> [PROBLEM]: Your task is to repeat the data exactly, every line of it.

> [RECORD SET]:
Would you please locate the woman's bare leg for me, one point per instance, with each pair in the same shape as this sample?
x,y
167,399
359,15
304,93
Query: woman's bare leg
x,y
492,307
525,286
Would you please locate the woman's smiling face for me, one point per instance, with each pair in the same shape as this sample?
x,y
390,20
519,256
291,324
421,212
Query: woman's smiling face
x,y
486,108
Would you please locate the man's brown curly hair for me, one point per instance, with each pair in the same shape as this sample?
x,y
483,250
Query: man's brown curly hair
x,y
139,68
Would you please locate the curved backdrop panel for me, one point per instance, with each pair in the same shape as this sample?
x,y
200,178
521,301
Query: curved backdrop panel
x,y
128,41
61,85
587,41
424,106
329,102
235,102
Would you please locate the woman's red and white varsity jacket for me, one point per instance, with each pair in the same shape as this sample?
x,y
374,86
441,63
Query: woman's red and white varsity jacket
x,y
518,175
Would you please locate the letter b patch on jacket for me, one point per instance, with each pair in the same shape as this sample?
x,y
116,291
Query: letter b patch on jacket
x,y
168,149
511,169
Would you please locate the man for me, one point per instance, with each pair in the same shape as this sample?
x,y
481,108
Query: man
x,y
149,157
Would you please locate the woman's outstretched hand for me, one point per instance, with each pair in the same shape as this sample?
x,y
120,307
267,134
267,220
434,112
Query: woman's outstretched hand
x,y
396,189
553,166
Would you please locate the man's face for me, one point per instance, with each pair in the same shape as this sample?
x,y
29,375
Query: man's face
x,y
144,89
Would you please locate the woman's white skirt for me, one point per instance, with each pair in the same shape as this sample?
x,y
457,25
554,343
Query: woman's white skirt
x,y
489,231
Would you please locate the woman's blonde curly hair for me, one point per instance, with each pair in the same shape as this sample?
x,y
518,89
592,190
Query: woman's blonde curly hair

> [TASK SOLUTION]:
Would you please locate the woman's bare leg for me, one point per instance, with each pair in the same shape as this sample?
x,y
167,399
359,15
304,93
Query: woman's bare leg
x,y
492,307
525,286
Would you please locate the woman's smiling face for me, one point per instance, with each pair in the same shape as this sample?
x,y
390,20
519,256
291,324
421,212
Query: woman's smiling face
x,y
486,108
Would you please locate the man's brown curly hair for me, one point per instance, with each pair in the same shape as this sample?
x,y
483,250
Query: man's brown curly hair
x,y
139,68
Would you please locate the curved backdrop panel for me, one point per instance, with each pair in the same shape as this sample?
x,y
200,178
521,301
Query: curved backdrop panel
x,y
128,41
61,85
587,41
424,106
329,102
235,102
Would you please locate the woman's red and white varsity jacket for me, one point per instance, with each pair in the same shape as this sample?
x,y
374,86
441,63
Query: woman's red and white varsity jacket
x,y
518,175
Would you please locate the letter b patch on jacket for me, one point per instance, with each pair in the same shape as this sample?
x,y
116,291
Query: letter b patch on jacket
x,y
168,149
511,169
Would you please locate the man for me, one point per instance, with each pair in the same shape as this sample?
x,y
481,108
Query: man
x,y
149,157
Would you please locate the woman's outstretched hand for me, one point per instance, with each pair in the same shape as this sample?
x,y
120,307
267,134
267,220
434,112
Query: woman's outstretched hand
x,y
396,189
553,166
Would you please locate the man's face for me, one point per instance, with each pair in the same shape as this sample?
x,y
29,375
Query: man's face
x,y
144,89
Would you please locate the woman's white skirt for me, one point per instance, with each pair in the same shape as this sample?
x,y
457,25
554,343
Query: woman's white skirt
x,y
489,231
Would you please locate the woman's blonde curly hair for me, one point per instance, with each pair in the same shape as this sample?
x,y
518,89
592,190
Query: woman's blonde curly hair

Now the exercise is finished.